━━━━━ Recorded information ━━━━━

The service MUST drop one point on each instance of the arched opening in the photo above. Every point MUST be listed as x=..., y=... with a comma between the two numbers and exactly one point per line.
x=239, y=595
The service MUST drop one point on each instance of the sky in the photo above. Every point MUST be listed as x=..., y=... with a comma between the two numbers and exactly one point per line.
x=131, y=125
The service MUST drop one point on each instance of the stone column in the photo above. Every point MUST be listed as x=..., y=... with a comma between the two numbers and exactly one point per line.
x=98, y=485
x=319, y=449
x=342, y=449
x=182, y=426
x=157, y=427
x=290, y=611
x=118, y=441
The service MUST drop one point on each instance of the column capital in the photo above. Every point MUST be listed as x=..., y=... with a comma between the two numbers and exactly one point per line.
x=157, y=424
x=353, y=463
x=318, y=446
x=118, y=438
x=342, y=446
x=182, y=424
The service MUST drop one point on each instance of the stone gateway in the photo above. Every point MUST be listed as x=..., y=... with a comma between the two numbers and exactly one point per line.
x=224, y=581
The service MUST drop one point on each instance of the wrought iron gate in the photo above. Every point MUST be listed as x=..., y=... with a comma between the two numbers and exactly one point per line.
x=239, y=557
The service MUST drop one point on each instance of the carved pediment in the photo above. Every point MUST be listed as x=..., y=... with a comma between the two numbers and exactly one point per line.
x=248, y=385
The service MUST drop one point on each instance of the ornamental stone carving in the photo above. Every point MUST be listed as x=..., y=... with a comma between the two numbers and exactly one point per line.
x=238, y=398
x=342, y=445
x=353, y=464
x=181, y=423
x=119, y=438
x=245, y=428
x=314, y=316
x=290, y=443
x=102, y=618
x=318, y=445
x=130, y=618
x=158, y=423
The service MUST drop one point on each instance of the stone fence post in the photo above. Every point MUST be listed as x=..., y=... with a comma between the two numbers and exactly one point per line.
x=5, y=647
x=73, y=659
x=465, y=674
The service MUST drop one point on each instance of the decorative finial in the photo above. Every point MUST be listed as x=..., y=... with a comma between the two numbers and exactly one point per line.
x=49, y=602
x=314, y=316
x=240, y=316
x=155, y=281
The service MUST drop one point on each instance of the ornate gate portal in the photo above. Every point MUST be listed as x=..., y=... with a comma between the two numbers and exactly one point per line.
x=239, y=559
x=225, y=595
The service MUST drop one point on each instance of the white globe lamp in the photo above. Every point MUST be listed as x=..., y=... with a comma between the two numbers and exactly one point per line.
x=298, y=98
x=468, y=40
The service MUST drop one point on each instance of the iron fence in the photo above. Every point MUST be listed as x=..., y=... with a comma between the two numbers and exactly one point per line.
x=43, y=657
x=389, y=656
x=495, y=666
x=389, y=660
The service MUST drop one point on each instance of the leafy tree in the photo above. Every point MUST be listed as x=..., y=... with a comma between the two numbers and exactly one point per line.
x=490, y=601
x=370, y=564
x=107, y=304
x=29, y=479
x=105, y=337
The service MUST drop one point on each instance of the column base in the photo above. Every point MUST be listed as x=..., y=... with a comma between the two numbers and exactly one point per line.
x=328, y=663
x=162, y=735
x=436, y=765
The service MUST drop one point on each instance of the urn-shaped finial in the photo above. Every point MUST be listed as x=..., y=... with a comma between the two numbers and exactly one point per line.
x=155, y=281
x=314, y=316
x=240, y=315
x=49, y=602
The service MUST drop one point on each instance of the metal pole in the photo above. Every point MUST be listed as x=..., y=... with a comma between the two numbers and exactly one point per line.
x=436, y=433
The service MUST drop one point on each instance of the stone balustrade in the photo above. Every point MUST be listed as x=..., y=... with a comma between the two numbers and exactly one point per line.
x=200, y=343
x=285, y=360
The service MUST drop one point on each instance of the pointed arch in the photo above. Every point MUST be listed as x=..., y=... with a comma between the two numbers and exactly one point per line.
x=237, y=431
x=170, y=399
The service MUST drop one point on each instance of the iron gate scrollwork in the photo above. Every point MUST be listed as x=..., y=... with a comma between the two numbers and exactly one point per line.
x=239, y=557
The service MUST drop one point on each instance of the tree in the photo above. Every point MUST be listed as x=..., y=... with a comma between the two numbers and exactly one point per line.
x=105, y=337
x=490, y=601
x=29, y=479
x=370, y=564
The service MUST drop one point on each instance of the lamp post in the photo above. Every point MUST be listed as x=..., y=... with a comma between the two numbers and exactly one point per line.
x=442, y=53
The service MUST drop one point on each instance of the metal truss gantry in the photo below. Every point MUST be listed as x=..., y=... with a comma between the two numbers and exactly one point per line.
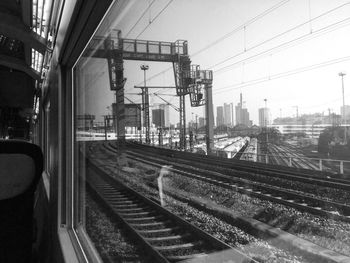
x=116, y=49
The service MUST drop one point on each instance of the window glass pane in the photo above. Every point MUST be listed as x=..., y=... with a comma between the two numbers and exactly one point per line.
x=227, y=114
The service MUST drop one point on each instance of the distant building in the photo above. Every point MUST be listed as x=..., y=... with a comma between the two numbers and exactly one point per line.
x=201, y=122
x=242, y=114
x=85, y=122
x=165, y=107
x=228, y=114
x=310, y=124
x=158, y=118
x=219, y=115
x=345, y=113
x=264, y=117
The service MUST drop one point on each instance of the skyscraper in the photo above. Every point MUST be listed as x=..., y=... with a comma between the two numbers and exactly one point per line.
x=158, y=117
x=264, y=117
x=201, y=122
x=165, y=107
x=227, y=114
x=219, y=115
x=345, y=113
x=242, y=114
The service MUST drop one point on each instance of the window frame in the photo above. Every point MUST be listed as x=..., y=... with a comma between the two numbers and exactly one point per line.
x=79, y=21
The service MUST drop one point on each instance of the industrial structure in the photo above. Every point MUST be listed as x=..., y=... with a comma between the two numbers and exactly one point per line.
x=189, y=79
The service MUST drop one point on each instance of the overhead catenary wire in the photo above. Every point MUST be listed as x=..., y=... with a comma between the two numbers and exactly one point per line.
x=138, y=20
x=282, y=74
x=158, y=14
x=232, y=32
x=314, y=34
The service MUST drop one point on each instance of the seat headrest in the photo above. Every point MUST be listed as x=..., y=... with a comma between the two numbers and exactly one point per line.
x=21, y=165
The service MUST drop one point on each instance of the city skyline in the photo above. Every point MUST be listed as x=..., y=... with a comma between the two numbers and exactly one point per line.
x=246, y=59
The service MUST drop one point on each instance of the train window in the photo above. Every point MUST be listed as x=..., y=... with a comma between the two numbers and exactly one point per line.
x=46, y=136
x=145, y=138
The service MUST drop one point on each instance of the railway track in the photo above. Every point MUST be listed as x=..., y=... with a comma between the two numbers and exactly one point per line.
x=300, y=163
x=315, y=178
x=167, y=237
x=296, y=200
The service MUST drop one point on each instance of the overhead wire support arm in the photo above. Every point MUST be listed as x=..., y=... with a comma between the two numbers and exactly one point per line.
x=167, y=102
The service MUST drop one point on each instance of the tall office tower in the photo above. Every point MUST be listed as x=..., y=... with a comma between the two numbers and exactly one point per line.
x=227, y=114
x=201, y=121
x=219, y=115
x=345, y=113
x=264, y=117
x=242, y=114
x=158, y=117
x=166, y=108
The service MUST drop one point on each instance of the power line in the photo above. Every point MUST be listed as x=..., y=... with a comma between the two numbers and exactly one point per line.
x=282, y=74
x=281, y=34
x=142, y=15
x=235, y=30
x=150, y=23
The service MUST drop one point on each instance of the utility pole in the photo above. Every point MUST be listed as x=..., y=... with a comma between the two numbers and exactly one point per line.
x=265, y=121
x=342, y=74
x=145, y=67
x=296, y=107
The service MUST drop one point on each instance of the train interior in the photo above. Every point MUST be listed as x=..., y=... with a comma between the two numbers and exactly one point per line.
x=86, y=176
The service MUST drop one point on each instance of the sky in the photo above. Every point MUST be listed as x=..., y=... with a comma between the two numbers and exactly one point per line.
x=286, y=51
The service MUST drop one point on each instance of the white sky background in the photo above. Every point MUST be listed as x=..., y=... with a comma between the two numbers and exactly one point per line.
x=202, y=22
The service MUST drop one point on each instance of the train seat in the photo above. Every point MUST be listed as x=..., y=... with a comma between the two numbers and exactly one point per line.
x=21, y=166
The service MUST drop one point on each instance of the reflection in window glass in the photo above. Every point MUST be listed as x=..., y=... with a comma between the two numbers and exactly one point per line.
x=268, y=176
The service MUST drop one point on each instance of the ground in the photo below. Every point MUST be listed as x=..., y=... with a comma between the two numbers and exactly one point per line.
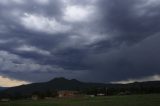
x=133, y=100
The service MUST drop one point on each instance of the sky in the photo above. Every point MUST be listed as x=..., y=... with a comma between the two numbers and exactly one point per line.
x=115, y=41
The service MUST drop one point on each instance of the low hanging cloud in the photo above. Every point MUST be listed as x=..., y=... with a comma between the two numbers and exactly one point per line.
x=93, y=40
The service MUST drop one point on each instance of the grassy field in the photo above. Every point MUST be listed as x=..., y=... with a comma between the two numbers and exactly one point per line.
x=134, y=100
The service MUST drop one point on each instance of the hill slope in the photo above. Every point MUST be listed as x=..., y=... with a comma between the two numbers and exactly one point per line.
x=87, y=88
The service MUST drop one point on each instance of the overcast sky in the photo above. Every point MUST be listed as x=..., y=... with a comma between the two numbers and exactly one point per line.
x=90, y=40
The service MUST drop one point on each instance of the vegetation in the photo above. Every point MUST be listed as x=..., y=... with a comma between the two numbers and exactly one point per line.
x=50, y=89
x=134, y=100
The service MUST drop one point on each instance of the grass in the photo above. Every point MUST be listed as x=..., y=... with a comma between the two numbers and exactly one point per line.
x=133, y=100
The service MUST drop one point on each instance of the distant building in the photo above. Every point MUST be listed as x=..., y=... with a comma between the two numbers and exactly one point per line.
x=100, y=94
x=35, y=97
x=5, y=100
x=67, y=94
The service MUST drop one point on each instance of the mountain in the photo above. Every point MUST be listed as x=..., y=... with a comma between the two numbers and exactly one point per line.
x=2, y=88
x=58, y=84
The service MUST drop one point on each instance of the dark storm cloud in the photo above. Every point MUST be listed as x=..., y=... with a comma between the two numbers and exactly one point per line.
x=108, y=40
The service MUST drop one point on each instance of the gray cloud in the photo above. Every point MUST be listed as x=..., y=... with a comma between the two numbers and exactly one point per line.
x=96, y=40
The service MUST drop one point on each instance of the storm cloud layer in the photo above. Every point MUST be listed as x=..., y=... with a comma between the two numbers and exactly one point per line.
x=91, y=40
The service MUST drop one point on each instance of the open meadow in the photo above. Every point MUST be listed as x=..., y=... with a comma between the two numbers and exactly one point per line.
x=132, y=100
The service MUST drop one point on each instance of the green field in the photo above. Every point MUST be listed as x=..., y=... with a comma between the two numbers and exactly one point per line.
x=134, y=100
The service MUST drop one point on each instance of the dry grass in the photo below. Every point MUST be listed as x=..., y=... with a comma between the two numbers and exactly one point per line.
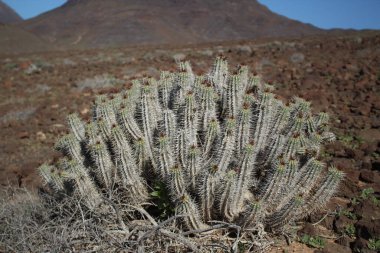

━━━━━

▸ **Exercise prompt**
Output the lines of the items above as a numbered list with blank lines dropped, starting at the line that contains "of the leafy" and ending at the line that contains "x=442, y=53".

▸ **Task answer**
1. The service MUST drop one point on each instance of the leafy tree in the photo above. Every point MUST be listed as x=..., y=... with a comma between the two numbers and exactly one point per line.
2. x=490, y=601
3. x=370, y=564
4. x=107, y=304
5. x=29, y=479
6. x=105, y=337
7. The service MUST drop one point on each instance of the column base in the photo above. Every point MUST be listed as x=..., y=... with a comma between the two numbers and exactly one point per line.
8. x=328, y=663
9. x=162, y=735
10. x=436, y=765
11. The service MUST drop one point on each instance of the urn-shaped finial in the photo above. Every point MUST be listed as x=..., y=... with a comma between the two numbers and exactly one point per line.
12. x=155, y=281
13. x=314, y=316
14. x=240, y=315
15. x=49, y=602
16. The service MUST drop one point on each instance of the metal pole in the photo above. Every point MUST be listed as x=..., y=... with a comma between the two numbers and exactly one point per line.
17. x=436, y=433
18. The service MUST drop one point on each instance of the stone balustrade in the photo above. Every point MUST be listed as x=..., y=... with a comma between the two numbers and exactly one point per line.
19. x=200, y=343
20. x=285, y=360
21. The service MUST drop one point on each instance of the pointed arch in the photo above. Every point MUST be listed as x=..., y=... with a comma between the two numbers and exactly one point per line.
22. x=237, y=431
23. x=170, y=399
24. The service MUST drop one point on each instance of the iron gate scrollwork in the photo above. Every point MUST be listed as x=..., y=... with a comma between the two numbers and exactly one point per line.
25. x=239, y=557
26. The service MUST drop one point on each instance of the tree in the photo above. Every point MUST be listed as x=..., y=... with a comma between the two numbers and exactly one point per line.
27. x=105, y=337
28. x=490, y=601
29. x=29, y=479
30. x=370, y=564
31. The service MUST drop one point on each instance of the lamp post in the photo above. Every point MUST be listed as x=..., y=... with a comma between the two numbers and exactly one point per line.
32. x=442, y=53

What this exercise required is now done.